• Required task A: Reproduce the records verbatim, from their first line down to the line containing "20], [230, 14]]", including both ends. Omit the pictures.

== Extract

Due to some of CommScope’s arguments as to the advantages of EP850, it is necessary to explain the teaching in some detail. It is entitled ‘A method for point-to-multipoint communication using digital radio frequency transport’

145.

[0001] explains the technical field of the invention:

‘The present invention is related to high capacity mobile communications systems, and more particularly to a point-to-multipoint digital micro-cellular communication system.’

146.

[0002] and part of [00003] sets the scene:

‘[0002] With the widespread use of wireless technologies additional signal coverage is needed in urban as well as suburban areas. One obstacle to providing full coverage in these areas is steel frame buildings. Inside these tall shiny buildings (TSBs), signals transmitted from wireless base stations attenuate dramatically and thus significantly impact the ability to communicate with wireless telephones located in the buildings. In some buildings, very low power ceiling mounted transmitters are mounted in hallways and conference rooms within the building to distribute signals throughout the building. Signals are typically fed from a single point and then split in order to feed the signals to different points in the building.

[0003] In order to provide coverage a single radio frequency (RF) source needs to simultaneously feeds multiple antenna units, each providing coverage to a different part of a building for example. Simultaneous bi-directional RF distribution often involves splitting signals in the forward path (toward the antennas) and combining signals in the reverse path (from the antennas).’

147.

Then the patent discusses what it says are various current solutions and their disadvantages:

i)

First, in the remainder of [0003], distributing the signals directly at RF frequencies using passive splitters and combiners, the big problems being the insertion loss associated with passive devices and with coaxial cable severely limiting the distance over which RF signals can be distributed.

ii)

Second, in [0004], taking an RF signal from a base station and down converting to a lower frequency and distributing it via Cat 5 (LAN) or coaxial cable wiring to remote antenna units, with up conversion at each remote unit. Whilst down-conversion reduces insertion loss, the signals are still susceptible to noise and limited dynamic range. Further, each path in the distribution network requires individual gain adjustment to compensate for the insertion loss in that path.

iii)

Third, in [0005], using the RF signals from a base station to directly modulate an optical signal which is transported over fibre optic cables as analogue modulated light signals.

148.

[0006] explains that digitization of the RF spectrum prior to transport solves many of these problems and allows much greater distances to be covered, whilst eliminating the path loss compensation problem. It is then stated that this has been strictly a point-to-point architecture, the disadvantage of which is the equipment and cost requirement because each remote antenna unit requires its own host RF to digital interface device. The burden and disadvantage is illustrated by reference to a building having 20 floors, where the requirement would be for 20 host RF units for 20 remote antenna units, 1 per floor and it is suggested that some applications may require more than one remote antenna unit per floor. Then:

‘As a result, there is a need in the art for improved techniques for distributing RF signals in TSBs, which would incorporate the benefits of digital RF transport into a point to multipoint architecture.’

149.

====
== Source data

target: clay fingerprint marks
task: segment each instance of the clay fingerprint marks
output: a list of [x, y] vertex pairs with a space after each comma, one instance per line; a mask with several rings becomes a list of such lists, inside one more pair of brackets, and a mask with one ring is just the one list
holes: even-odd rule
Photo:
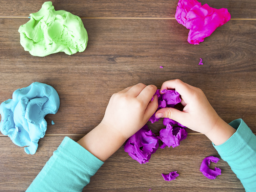
[[35, 82], [17, 89], [12, 99], [0, 105], [0, 131], [17, 145], [27, 146], [24, 149], [27, 153], [34, 154], [47, 129], [45, 117], [55, 114], [59, 104], [57, 92], [46, 84]]
[[226, 9], [217, 9], [207, 4], [202, 6], [196, 0], [179, 0], [175, 18], [190, 30], [188, 42], [198, 45], [218, 27], [230, 20], [230, 14]]
[[61, 52], [71, 55], [85, 49], [88, 35], [79, 17], [55, 11], [51, 1], [30, 15], [30, 20], [18, 31], [21, 44], [32, 55], [43, 57]]

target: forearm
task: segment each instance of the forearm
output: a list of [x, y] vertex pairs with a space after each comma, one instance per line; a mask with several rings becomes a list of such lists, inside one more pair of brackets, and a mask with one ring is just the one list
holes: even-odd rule
[[103, 164], [66, 137], [26, 191], [82, 191]]
[[221, 145], [227, 140], [236, 130], [220, 117], [215, 126], [205, 134], [205, 136], [215, 145]]
[[256, 136], [241, 119], [229, 124], [237, 129], [221, 145], [214, 146], [240, 179], [246, 192], [256, 188]]
[[117, 150], [128, 138], [113, 131], [102, 123], [91, 131], [77, 143], [103, 161]]

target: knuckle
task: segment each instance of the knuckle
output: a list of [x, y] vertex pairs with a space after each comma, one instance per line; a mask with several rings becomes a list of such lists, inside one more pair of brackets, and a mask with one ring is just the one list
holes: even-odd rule
[[145, 84], [144, 84], [142, 83], [138, 83], [138, 85], [139, 85], [139, 86], [142, 87], [146, 87], [146, 85], [145, 85]]
[[148, 89], [150, 91], [156, 92], [157, 88], [157, 87], [154, 85], [150, 85], [147, 86]]
[[176, 79], [174, 80], [175, 81], [175, 82], [177, 84], [179, 84], [183, 82], [183, 81], [180, 79]]

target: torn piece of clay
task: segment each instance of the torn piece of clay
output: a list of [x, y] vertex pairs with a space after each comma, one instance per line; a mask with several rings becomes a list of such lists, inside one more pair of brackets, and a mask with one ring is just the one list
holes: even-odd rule
[[173, 127], [167, 124], [166, 128], [162, 129], [160, 132], [160, 135], [157, 137], [163, 142], [160, 147], [160, 149], [164, 149], [166, 146], [173, 148], [179, 146], [181, 141], [185, 139], [187, 132], [185, 129], [179, 127]]
[[179, 174], [177, 173], [177, 171], [173, 171], [169, 174], [162, 174], [163, 179], [168, 181], [170, 181], [173, 180], [176, 180], [176, 178], [179, 176]]
[[200, 61], [199, 61], [199, 63], [198, 63], [198, 65], [203, 65], [203, 60], [201, 58], [200, 58]]
[[140, 164], [148, 162], [158, 148], [158, 139], [146, 125], [126, 141], [124, 151]]
[[71, 55], [84, 51], [88, 35], [81, 19], [65, 11], [55, 11], [51, 1], [45, 2], [30, 20], [21, 25], [20, 44], [34, 56], [63, 52]]
[[[181, 101], [180, 94], [175, 90], [164, 89], [161, 91], [162, 93], [163, 93], [163, 94], [160, 94], [160, 90], [158, 89], [154, 95], [157, 95], [158, 99], [158, 107], [157, 111], [165, 107], [173, 107], [175, 105]], [[153, 100], [153, 98], [151, 100]], [[158, 121], [160, 119], [160, 118], [156, 117], [155, 115], [155, 113], [154, 113], [149, 120], [152, 123]]]
[[0, 131], [17, 145], [27, 146], [24, 149], [27, 153], [34, 154], [47, 128], [45, 116], [55, 114], [59, 104], [57, 92], [46, 84], [35, 82], [19, 89], [12, 99], [0, 105]]
[[187, 127], [185, 126], [182, 125], [180, 123], [179, 123], [175, 121], [173, 119], [171, 119], [169, 118], [163, 118], [163, 124], [165, 126], [167, 126], [168, 124], [169, 124], [173, 126], [178, 126], [182, 127], [182, 128], [187, 128]]
[[230, 17], [227, 9], [217, 9], [207, 4], [202, 6], [196, 0], [179, 0], [175, 14], [178, 22], [190, 30], [187, 41], [194, 45], [203, 41]]
[[208, 179], [215, 179], [217, 176], [221, 175], [221, 170], [218, 167], [215, 167], [213, 170], [209, 168], [209, 166], [211, 161], [217, 163], [219, 160], [218, 158], [212, 156], [206, 157], [201, 164], [200, 171]]

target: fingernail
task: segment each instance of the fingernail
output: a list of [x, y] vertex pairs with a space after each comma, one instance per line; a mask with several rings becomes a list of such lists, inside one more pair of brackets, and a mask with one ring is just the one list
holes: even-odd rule
[[157, 118], [160, 118], [163, 117], [163, 114], [162, 113], [159, 113], [157, 114]]

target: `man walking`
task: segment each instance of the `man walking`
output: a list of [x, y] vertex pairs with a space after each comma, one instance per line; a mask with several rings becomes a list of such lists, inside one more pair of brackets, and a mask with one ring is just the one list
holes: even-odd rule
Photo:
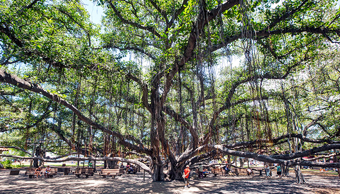
[[203, 166], [202, 166], [202, 164], [200, 164], [199, 166], [198, 166], [198, 178], [203, 178]]
[[189, 184], [189, 174], [190, 174], [190, 169], [189, 169], [189, 165], [187, 165], [187, 168], [184, 169], [184, 175], [185, 180], [186, 181], [186, 186], [184, 187], [185, 188], [187, 188], [190, 187], [190, 185]]
[[278, 164], [276, 165], [276, 174], [279, 176], [279, 178], [282, 177], [282, 170], [281, 168], [281, 166]]

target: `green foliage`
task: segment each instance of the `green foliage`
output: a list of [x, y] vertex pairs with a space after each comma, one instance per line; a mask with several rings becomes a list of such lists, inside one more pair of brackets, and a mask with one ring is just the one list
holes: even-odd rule
[[1, 162], [2, 165], [3, 165], [3, 167], [7, 169], [13, 168], [12, 165], [12, 163], [13, 163], [13, 161], [10, 158], [6, 158], [4, 161]]

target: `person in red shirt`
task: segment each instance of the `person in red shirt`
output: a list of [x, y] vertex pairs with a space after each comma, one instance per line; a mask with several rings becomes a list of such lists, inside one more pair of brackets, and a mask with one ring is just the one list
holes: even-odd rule
[[190, 174], [190, 169], [189, 169], [189, 165], [187, 165], [187, 168], [184, 169], [184, 175], [185, 175], [185, 179], [186, 180], [186, 186], [184, 187], [185, 188], [187, 188], [190, 187], [190, 185], [189, 184], [189, 174]]

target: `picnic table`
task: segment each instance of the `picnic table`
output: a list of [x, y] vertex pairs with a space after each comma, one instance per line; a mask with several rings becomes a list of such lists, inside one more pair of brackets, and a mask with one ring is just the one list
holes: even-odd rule
[[76, 169], [73, 174], [78, 178], [80, 178], [81, 175], [88, 178], [89, 176], [93, 176], [94, 170], [95, 169], [93, 168], [79, 168]]
[[112, 178], [115, 178], [116, 176], [120, 176], [121, 174], [119, 172], [119, 169], [102, 169], [102, 171], [100, 173], [100, 174], [102, 174], [102, 178], [105, 178], [106, 176], [111, 176]]

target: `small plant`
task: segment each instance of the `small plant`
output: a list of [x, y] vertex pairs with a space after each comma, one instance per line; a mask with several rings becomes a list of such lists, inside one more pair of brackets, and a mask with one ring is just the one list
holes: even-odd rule
[[13, 168], [13, 166], [12, 166], [12, 163], [13, 163], [13, 162], [12, 160], [7, 159], [2, 162], [2, 164], [5, 168]]

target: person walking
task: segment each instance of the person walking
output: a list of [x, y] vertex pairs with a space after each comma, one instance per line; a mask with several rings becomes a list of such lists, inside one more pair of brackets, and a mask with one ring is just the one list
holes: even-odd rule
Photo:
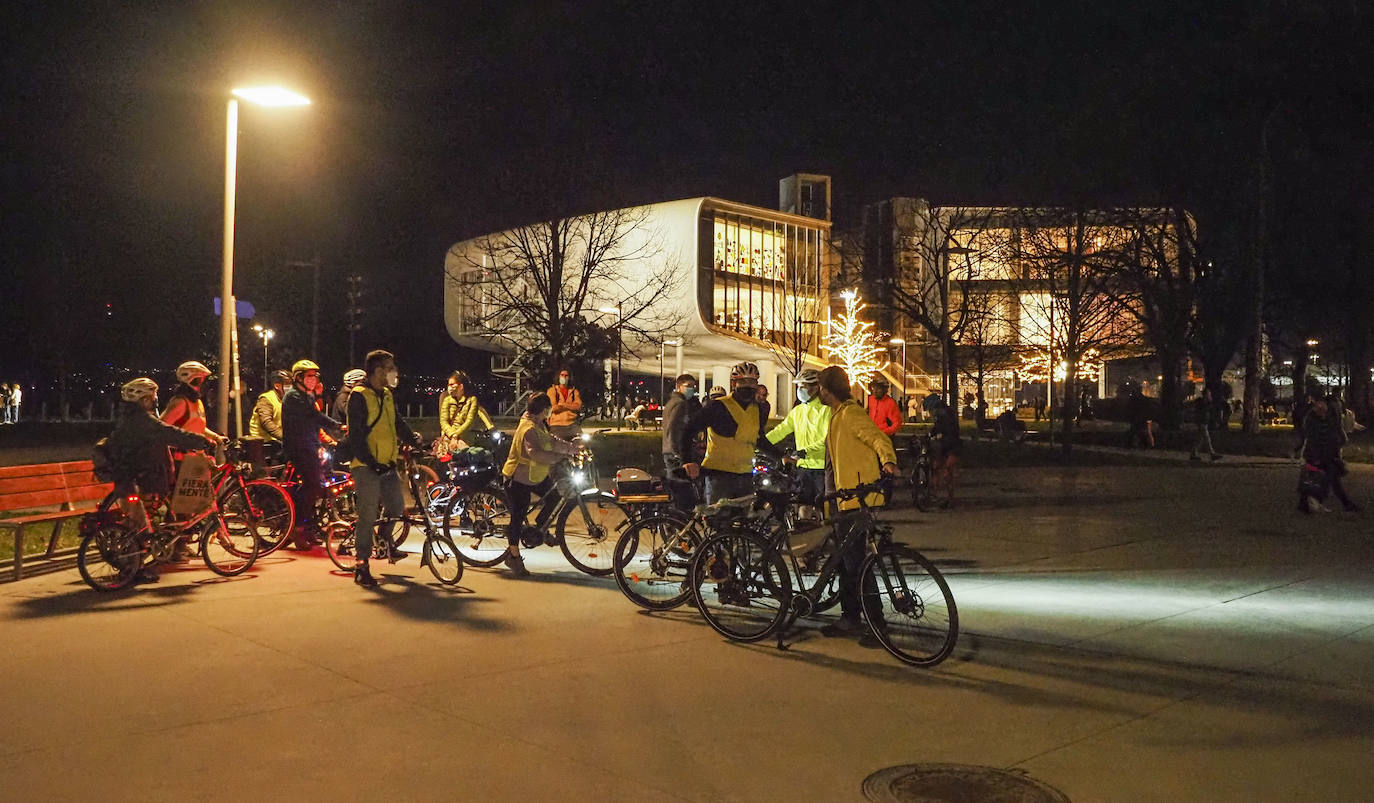
[[[396, 370], [396, 356], [392, 352], [375, 349], [363, 360], [367, 380], [353, 386], [348, 400], [348, 443], [353, 452], [349, 462], [353, 466], [353, 492], [357, 502], [357, 521], [353, 525], [353, 543], [357, 564], [353, 568], [353, 582], [364, 588], [375, 588], [376, 579], [368, 569], [372, 557], [372, 531], [376, 529], [378, 510], [387, 517], [400, 516], [405, 510], [405, 496], [401, 494], [401, 476], [396, 463], [401, 456], [401, 444], [422, 446], [420, 436], [396, 411], [392, 389], [400, 384]], [[392, 528], [382, 534], [390, 540]], [[392, 550], [392, 562], [405, 557], [405, 553]]]
[[548, 428], [555, 437], [577, 440], [583, 434], [577, 417], [583, 411], [583, 395], [573, 386], [573, 373], [558, 371], [558, 384], [548, 389], [548, 400], [554, 403], [548, 414]]
[[892, 385], [882, 377], [868, 384], [868, 418], [888, 437], [897, 434], [897, 430], [901, 429], [901, 410], [897, 408], [897, 402], [888, 395], [890, 388]]
[[706, 456], [683, 465], [687, 476], [706, 477], [706, 503], [747, 496], [754, 492], [754, 448], [776, 454], [764, 437], [768, 403], [757, 400], [758, 366], [738, 363], [730, 368], [730, 395], [706, 404], [683, 428], [677, 454], [687, 454], [688, 444], [706, 433]]
[[1212, 447], [1212, 417], [1216, 415], [1216, 404], [1212, 400], [1212, 389], [1206, 385], [1193, 400], [1193, 412], [1197, 415], [1198, 439], [1193, 443], [1193, 454], [1189, 455], [1189, 459], [1201, 461], [1202, 455], [1198, 451], [1204, 448], [1213, 462], [1221, 459], [1221, 455]]
[[282, 451], [295, 469], [295, 531], [298, 550], [319, 543], [315, 506], [324, 494], [324, 463], [320, 462], [320, 430], [338, 432], [342, 424], [320, 412], [315, 404], [320, 367], [312, 360], [291, 366], [291, 388], [282, 397]]
[[[1304, 473], [1316, 470], [1325, 477], [1326, 487], [1345, 510], [1356, 513], [1360, 506], [1345, 495], [1341, 477], [1345, 476], [1345, 461], [1341, 448], [1345, 446], [1345, 432], [1341, 429], [1341, 415], [1325, 396], [1315, 396], [1303, 415], [1303, 461]], [[1325, 513], [1319, 499], [1314, 499], [1315, 488], [1307, 483], [1298, 484], [1297, 509], [1301, 513]]]
[[[830, 434], [833, 410], [820, 400], [820, 371], [802, 368], [793, 380], [797, 385], [797, 404], [787, 411], [782, 424], [768, 430], [768, 443], [779, 443], [789, 434], [797, 444], [797, 499], [815, 507], [826, 492], [826, 436]], [[872, 410], [868, 411], [870, 417]], [[879, 428], [881, 429], [881, 428]]]
[[506, 477], [506, 510], [510, 513], [510, 522], [506, 525], [506, 568], [517, 578], [529, 576], [525, 560], [519, 554], [519, 540], [530, 499], [541, 496], [544, 500], [539, 516], [534, 517], [534, 528], [543, 532], [558, 503], [550, 469], [565, 456], [576, 455], [580, 448], [576, 443], [550, 432], [548, 418], [552, 407], [554, 403], [548, 396], [530, 395], [525, 402], [525, 414], [521, 415], [515, 434], [511, 436], [511, 452], [502, 466], [502, 476]]
[[[830, 461], [827, 485], [844, 491], [877, 481], [883, 474], [896, 474], [897, 452], [892, 448], [892, 439], [855, 403], [845, 370], [840, 366], [824, 368], [818, 386], [822, 404], [830, 408], [826, 433], [826, 455]], [[878, 507], [882, 505], [882, 495], [872, 494], [864, 502]], [[835, 535], [845, 539], [853, 527], [863, 522], [863, 516], [857, 499], [841, 500], [838, 509]], [[860, 540], [840, 556], [844, 568], [840, 575], [840, 620], [822, 627], [820, 632], [831, 638], [861, 634], [861, 646], [878, 648], [882, 645], [863, 622], [860, 597], [860, 593], [877, 594], [877, 587], [860, 590], [859, 569], [867, 557], [867, 546]]]

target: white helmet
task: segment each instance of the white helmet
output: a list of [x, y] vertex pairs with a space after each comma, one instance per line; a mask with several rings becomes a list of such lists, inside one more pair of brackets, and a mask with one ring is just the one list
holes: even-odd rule
[[205, 363], [198, 363], [195, 360], [187, 360], [176, 367], [176, 381], [190, 384], [191, 380], [196, 377], [209, 377], [210, 368], [205, 367]]
[[749, 363], [749, 362], [735, 363], [735, 366], [732, 368], [730, 368], [730, 378], [731, 380], [757, 380], [758, 378], [758, 366], [756, 366], [753, 363]]
[[155, 404], [158, 400], [158, 384], [147, 377], [129, 380], [120, 388], [120, 399], [124, 399], [125, 402], [153, 399], [153, 403]]

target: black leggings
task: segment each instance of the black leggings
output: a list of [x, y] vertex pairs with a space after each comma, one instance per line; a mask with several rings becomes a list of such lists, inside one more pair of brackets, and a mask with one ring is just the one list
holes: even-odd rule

====

• Required task B: What is the title of EP850 in the patent extract?

• Written answer A:
target: clay fingerprint marks
task: segment each instance of the clay fingerprint marks
output: a list of [x, y] vertex pairs with a space after each comma, one instance per line; a mask with several rings becomes a list of such lists, inside one more pair of brackets, and a mask with one ring is just the one list
holes: even-odd rule
Photo:
[[35, 82], [17, 89], [12, 99], [0, 105], [0, 131], [17, 145], [27, 146], [24, 149], [27, 153], [34, 154], [47, 129], [45, 117], [55, 114], [59, 104], [57, 92], [46, 84]]
[[226, 9], [217, 9], [207, 4], [202, 6], [196, 0], [179, 0], [175, 18], [190, 30], [188, 42], [198, 45], [218, 27], [230, 20], [230, 14]]

• Written answer B: A method for point-to-multipoint communication using digital radio frequency transport